[Image point grounding data]
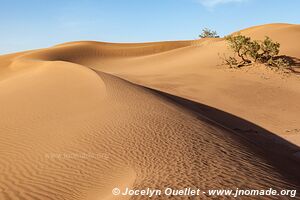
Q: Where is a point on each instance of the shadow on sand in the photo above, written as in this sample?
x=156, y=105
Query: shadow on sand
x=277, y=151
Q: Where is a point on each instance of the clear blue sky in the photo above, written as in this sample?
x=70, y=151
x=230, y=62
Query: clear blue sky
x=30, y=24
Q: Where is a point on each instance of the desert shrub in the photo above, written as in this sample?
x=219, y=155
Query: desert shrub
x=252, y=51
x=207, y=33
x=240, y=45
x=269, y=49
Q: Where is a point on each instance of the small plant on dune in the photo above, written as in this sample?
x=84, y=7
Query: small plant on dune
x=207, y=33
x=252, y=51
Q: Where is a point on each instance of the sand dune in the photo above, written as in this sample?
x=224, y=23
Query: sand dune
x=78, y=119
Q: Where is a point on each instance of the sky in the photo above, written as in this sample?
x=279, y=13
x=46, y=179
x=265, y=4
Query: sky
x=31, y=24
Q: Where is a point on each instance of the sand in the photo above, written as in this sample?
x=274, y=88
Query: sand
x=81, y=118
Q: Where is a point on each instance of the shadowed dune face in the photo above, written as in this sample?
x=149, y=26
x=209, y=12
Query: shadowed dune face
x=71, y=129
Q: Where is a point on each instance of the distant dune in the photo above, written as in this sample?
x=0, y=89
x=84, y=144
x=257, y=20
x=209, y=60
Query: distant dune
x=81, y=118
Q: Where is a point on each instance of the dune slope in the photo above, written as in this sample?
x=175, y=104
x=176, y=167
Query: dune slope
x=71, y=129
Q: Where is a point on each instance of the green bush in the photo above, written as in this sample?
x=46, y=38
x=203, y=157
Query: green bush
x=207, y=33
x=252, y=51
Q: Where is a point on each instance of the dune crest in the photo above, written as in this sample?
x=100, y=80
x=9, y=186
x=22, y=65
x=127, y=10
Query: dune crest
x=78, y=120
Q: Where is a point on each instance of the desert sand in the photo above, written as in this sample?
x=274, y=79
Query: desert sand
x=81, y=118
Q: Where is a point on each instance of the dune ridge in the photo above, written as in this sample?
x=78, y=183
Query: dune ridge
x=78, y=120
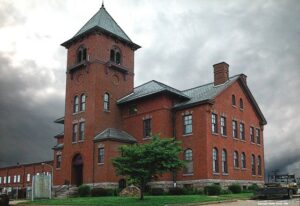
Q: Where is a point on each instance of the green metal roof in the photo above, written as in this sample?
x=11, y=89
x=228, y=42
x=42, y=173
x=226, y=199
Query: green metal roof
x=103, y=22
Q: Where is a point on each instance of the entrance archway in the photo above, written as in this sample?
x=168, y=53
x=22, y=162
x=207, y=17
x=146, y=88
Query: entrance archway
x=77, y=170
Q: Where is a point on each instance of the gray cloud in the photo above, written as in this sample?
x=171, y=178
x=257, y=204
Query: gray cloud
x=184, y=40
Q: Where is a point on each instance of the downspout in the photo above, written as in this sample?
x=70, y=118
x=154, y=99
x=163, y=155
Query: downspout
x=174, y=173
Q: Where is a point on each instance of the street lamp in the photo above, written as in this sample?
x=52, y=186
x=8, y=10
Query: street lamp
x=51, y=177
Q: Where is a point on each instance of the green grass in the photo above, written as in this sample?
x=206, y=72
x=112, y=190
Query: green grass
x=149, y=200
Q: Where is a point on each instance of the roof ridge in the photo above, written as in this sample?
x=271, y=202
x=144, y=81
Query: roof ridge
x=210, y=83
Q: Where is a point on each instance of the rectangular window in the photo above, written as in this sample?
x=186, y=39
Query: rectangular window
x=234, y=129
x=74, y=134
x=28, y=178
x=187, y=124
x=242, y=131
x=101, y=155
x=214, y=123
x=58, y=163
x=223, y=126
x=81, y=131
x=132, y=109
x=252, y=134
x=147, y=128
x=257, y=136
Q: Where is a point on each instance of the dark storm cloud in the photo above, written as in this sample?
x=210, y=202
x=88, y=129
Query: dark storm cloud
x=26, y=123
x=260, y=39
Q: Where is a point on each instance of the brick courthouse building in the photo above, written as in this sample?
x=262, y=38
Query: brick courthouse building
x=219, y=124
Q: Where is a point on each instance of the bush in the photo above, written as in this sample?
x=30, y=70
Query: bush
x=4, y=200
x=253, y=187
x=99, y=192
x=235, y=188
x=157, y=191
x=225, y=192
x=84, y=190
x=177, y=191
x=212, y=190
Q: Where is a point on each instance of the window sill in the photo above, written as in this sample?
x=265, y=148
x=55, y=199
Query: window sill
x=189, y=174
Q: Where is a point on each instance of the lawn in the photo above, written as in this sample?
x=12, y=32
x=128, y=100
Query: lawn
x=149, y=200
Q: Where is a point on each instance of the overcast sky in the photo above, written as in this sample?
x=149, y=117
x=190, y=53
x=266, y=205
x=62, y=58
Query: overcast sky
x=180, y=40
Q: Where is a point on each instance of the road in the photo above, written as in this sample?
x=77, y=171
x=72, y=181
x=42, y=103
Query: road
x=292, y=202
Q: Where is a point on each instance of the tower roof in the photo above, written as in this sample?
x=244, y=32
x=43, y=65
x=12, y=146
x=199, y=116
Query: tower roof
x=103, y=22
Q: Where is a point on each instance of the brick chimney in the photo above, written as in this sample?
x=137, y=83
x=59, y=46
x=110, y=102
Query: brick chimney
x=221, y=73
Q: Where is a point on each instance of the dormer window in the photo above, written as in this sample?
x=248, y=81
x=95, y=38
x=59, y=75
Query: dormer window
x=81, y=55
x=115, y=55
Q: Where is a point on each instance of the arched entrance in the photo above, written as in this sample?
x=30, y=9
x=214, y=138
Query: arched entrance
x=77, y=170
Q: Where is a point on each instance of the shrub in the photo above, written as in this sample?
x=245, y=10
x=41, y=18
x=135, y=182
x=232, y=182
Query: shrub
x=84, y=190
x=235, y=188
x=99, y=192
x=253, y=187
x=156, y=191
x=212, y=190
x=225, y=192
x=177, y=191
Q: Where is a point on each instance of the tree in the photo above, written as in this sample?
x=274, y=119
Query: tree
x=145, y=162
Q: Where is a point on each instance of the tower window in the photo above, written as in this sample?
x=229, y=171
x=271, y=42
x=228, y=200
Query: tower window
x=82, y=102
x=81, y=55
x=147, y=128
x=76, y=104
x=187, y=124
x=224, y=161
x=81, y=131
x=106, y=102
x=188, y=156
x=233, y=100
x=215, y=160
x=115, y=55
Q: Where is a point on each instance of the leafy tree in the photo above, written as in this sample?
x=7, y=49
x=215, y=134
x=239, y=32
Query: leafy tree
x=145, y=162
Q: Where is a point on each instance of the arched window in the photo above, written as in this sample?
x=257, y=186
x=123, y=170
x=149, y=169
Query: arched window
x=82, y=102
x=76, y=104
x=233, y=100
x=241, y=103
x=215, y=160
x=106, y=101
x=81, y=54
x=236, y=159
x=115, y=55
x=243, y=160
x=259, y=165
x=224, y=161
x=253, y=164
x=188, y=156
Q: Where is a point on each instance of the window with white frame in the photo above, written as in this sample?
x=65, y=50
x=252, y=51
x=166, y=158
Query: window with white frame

--- WORK TASK ---
In how many lines of the data does the string "white" occur? Answer with the number and nothing else.

--- THE COMPLETED TASK ---
2